Prompt
List each line in the records below that includes the word "jacket", copying every such line in full.

== == ==

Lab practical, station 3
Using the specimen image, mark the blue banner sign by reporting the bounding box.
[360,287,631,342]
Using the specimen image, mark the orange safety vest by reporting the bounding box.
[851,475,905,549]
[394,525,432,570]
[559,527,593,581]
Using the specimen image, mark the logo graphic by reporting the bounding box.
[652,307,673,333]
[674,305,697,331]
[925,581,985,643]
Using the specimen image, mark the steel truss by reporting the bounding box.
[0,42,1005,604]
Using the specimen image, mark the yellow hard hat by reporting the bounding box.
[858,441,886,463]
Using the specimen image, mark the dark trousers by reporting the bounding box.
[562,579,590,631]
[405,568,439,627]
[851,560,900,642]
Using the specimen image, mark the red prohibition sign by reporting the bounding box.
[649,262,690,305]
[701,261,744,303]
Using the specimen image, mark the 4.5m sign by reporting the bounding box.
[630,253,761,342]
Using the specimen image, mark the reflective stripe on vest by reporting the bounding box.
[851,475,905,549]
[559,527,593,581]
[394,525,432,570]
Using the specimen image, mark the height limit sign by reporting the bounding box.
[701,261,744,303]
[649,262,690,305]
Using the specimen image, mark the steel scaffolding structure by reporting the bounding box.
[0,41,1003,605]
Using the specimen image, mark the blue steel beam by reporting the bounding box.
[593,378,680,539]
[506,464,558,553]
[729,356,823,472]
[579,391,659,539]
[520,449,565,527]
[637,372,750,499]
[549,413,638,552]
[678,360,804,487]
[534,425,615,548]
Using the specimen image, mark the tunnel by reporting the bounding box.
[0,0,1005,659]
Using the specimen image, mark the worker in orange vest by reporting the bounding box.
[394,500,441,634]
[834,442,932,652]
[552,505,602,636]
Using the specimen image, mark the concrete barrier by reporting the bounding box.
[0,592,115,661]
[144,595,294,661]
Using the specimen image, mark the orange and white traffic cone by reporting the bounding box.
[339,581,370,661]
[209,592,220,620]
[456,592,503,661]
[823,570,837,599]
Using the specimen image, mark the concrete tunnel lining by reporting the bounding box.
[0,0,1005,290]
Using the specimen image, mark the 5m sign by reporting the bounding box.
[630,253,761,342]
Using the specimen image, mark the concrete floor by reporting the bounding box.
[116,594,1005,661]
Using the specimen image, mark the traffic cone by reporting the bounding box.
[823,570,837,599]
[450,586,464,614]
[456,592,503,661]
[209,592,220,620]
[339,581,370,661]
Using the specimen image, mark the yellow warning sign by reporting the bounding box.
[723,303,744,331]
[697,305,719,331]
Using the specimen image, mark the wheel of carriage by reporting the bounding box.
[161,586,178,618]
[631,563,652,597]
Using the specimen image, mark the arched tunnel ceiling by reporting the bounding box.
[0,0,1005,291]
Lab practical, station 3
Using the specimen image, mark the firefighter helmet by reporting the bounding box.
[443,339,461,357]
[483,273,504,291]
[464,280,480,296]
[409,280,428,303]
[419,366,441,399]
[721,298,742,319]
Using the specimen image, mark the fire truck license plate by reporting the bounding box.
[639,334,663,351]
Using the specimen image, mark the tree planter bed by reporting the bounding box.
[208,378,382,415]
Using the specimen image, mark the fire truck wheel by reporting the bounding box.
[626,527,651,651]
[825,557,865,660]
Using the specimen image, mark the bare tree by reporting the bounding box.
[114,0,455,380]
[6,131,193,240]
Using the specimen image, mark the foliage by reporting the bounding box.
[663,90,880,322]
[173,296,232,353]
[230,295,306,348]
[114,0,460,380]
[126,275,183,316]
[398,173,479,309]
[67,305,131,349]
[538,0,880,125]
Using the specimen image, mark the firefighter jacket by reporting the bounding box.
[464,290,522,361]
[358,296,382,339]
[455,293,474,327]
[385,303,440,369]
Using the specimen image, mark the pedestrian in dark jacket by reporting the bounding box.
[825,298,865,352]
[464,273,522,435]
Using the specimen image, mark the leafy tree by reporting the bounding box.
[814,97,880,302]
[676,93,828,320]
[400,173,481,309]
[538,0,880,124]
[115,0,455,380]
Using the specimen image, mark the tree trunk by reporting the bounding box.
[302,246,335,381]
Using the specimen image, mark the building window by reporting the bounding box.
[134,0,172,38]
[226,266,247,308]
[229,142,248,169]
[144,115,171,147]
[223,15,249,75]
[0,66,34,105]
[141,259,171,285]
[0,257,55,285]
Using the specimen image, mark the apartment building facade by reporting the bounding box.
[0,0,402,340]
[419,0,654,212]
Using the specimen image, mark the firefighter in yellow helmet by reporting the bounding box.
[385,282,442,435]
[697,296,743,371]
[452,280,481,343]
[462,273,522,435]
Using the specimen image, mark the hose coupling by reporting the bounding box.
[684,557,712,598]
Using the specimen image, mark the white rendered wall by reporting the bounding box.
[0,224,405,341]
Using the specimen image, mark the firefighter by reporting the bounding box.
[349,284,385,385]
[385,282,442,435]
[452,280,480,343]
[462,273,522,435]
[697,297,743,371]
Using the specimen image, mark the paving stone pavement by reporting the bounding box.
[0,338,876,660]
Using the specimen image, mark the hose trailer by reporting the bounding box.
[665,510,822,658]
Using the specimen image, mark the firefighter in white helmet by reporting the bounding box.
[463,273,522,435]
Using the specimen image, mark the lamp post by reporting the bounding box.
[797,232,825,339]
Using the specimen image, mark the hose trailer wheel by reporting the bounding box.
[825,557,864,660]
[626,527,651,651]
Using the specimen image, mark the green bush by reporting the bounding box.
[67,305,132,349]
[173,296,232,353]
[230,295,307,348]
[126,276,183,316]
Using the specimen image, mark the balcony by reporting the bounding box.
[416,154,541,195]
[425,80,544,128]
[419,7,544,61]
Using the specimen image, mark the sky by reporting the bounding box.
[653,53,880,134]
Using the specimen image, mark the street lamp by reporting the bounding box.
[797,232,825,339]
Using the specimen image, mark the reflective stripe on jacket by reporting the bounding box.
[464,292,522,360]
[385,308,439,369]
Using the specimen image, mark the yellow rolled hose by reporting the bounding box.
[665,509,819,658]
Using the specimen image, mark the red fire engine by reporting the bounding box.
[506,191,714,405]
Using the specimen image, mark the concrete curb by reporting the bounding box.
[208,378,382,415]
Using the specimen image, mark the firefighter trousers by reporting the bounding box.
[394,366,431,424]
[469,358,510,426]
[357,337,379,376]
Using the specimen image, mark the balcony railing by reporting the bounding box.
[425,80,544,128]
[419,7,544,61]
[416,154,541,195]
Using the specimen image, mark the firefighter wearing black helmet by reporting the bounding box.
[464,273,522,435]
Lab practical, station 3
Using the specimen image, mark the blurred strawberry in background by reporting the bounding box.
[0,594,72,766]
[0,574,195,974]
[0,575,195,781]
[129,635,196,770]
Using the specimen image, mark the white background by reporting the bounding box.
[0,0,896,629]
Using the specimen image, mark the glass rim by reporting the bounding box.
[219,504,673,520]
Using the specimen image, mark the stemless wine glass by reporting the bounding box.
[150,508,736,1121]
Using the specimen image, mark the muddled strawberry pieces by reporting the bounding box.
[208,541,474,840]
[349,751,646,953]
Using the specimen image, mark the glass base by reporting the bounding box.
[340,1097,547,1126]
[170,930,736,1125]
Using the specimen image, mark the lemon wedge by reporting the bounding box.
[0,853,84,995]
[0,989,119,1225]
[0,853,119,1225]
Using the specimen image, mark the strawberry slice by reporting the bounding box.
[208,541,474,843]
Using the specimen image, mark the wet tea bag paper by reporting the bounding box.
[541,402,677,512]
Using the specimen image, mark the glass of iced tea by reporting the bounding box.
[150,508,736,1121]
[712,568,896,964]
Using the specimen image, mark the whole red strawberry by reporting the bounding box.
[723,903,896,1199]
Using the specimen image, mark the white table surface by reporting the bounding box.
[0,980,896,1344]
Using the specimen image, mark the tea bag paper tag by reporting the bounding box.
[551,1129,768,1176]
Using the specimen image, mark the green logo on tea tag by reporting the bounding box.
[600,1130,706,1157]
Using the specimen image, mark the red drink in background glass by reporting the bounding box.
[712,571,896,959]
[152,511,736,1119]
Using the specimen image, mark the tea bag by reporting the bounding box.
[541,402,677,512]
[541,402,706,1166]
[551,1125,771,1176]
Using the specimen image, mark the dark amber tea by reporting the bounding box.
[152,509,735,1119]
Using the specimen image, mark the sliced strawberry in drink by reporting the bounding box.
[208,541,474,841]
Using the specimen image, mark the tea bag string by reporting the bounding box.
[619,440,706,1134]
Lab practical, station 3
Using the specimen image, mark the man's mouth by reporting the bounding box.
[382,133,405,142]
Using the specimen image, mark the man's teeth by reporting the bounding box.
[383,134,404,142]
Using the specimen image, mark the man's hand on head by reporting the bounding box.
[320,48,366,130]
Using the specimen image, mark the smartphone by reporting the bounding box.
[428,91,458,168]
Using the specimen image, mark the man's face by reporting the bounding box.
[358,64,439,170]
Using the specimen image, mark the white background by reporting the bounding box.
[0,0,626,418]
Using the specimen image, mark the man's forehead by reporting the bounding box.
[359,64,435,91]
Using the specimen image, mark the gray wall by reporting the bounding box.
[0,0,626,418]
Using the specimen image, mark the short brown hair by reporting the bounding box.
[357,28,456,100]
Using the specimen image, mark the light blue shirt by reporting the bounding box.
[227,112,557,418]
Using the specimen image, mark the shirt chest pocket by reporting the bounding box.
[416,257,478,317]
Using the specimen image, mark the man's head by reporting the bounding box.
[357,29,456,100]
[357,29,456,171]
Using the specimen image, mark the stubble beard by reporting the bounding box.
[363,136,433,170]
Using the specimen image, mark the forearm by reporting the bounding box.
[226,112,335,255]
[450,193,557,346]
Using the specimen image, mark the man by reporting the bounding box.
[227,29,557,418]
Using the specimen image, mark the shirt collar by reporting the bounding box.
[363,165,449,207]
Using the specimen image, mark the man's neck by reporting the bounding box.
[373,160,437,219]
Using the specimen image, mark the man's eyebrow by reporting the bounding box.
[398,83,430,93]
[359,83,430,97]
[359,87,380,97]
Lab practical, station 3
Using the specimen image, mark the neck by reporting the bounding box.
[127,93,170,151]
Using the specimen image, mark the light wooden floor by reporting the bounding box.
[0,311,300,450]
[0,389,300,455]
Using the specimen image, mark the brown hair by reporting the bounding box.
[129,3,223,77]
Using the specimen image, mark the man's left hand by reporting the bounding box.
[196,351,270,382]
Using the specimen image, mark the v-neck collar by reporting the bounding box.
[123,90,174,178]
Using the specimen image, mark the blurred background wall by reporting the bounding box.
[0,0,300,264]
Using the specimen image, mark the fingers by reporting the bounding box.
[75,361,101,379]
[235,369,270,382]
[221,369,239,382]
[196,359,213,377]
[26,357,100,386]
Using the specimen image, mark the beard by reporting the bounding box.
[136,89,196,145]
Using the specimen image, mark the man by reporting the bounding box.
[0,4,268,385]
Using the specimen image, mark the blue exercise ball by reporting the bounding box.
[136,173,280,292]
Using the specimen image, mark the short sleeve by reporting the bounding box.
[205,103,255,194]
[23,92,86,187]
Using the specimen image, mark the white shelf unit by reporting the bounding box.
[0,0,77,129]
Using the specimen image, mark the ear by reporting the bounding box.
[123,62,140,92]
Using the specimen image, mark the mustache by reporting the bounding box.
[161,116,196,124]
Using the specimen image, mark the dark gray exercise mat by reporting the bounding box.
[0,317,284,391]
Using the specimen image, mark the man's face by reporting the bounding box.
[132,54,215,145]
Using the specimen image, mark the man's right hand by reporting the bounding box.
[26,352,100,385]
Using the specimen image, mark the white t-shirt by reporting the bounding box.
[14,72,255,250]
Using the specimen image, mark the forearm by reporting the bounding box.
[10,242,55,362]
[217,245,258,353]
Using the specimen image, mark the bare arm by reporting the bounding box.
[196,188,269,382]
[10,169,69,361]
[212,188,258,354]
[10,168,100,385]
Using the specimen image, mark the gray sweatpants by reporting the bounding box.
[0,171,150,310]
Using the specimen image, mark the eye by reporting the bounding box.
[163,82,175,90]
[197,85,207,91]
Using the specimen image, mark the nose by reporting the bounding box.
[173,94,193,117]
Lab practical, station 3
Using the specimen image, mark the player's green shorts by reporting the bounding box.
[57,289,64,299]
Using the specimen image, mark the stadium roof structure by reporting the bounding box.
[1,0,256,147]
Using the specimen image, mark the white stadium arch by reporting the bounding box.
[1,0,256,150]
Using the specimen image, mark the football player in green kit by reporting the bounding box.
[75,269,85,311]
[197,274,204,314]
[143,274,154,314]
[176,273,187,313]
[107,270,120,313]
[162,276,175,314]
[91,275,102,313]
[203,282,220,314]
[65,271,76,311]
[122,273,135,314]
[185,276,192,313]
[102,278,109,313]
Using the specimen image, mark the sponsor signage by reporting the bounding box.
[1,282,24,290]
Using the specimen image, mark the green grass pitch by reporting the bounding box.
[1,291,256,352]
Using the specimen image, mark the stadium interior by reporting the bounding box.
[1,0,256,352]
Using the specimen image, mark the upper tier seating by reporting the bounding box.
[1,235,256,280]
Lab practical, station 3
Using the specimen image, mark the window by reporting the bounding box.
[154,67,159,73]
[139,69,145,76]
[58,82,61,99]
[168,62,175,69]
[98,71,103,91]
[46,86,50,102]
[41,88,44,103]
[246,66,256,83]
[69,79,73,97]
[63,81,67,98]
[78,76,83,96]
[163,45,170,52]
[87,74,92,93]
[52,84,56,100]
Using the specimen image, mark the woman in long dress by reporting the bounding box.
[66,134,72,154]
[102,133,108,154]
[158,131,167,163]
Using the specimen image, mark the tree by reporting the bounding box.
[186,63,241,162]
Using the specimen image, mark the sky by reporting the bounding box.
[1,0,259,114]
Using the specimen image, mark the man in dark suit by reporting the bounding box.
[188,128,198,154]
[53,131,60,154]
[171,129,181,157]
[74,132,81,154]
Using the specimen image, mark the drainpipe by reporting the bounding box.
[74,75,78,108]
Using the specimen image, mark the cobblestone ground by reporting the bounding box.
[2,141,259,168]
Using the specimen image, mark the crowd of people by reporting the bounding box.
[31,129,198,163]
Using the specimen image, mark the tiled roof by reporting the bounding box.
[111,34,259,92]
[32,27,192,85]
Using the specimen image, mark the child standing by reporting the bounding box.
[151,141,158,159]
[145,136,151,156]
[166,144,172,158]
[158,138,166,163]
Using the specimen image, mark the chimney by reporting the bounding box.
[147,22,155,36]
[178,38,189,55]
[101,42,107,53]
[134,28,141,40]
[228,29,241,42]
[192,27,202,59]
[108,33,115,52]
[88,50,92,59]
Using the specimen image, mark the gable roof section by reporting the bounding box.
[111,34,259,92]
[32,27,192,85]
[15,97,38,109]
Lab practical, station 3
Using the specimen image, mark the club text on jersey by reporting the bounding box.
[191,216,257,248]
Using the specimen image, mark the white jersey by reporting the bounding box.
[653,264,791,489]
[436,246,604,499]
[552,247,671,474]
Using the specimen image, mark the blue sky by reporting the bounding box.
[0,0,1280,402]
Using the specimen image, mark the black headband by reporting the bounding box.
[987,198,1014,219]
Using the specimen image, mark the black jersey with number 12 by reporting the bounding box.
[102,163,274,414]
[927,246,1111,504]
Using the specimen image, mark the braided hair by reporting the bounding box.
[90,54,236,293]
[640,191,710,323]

== == ==

Task answer
Using the specimen image, mark the firefighter jacket by reporting the bounding box.
Using the specimen image, mark the pedestrian in dark jacket by reporting the bounding box.
Using the specimen image, mark the reflective stripe on jacket by reporting the bounding box.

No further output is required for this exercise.